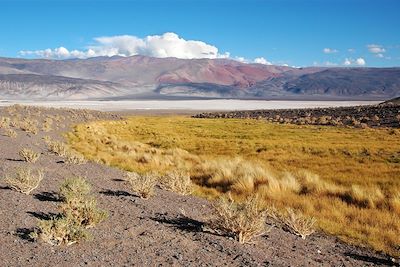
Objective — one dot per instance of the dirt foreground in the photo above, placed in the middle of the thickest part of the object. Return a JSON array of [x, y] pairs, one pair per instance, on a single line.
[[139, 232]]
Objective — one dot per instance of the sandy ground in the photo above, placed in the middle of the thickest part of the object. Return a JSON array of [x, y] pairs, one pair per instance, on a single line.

━━━━━━━━━━━━━━━━

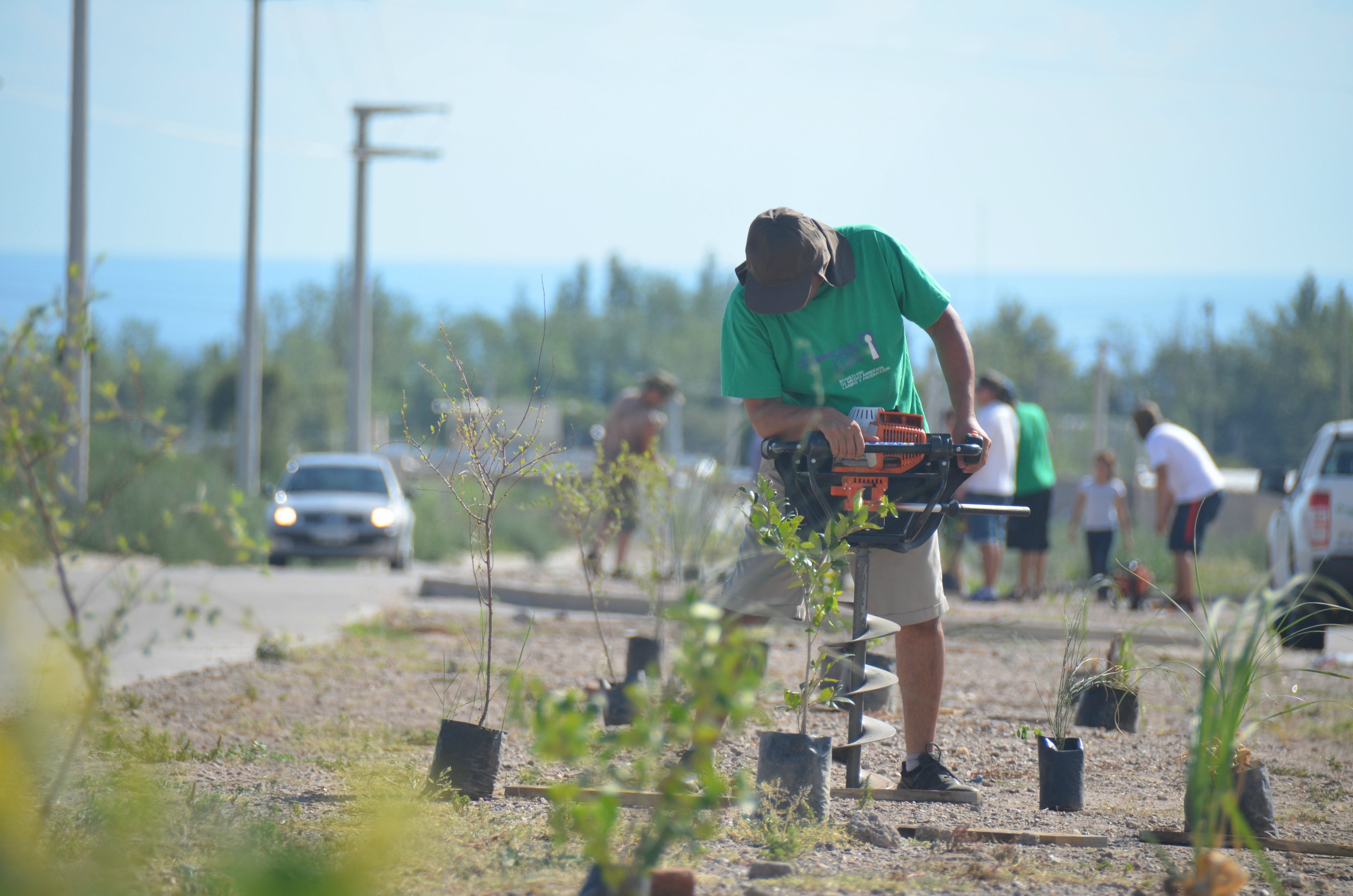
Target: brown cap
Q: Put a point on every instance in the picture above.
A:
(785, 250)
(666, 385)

━━━━━━━━━━━━━━━━

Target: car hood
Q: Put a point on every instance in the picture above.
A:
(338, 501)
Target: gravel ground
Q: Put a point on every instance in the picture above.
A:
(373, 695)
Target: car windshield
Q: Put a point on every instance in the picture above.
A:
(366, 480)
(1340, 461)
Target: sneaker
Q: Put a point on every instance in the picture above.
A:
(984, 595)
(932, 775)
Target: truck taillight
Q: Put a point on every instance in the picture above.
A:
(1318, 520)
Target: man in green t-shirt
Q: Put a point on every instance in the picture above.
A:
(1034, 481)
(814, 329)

━━━━━━━━━━━━━━━━

## EXERCISE GOAL
Turn the material into a numbered list, starting with the line that contains "Objective — one dot per instance of the dirt" and going on through the line that contains "[[139, 232]]", both ends included. Leave out any blank lines.

## IN RESPONSE
1. Objective — one dot per instance of the dirt foreground in the photo above, placed in the middle of the thickest part of the object. Return a JSON array of [x, y] pairs, one pair per instance, on a single line.
2. [[139, 232]]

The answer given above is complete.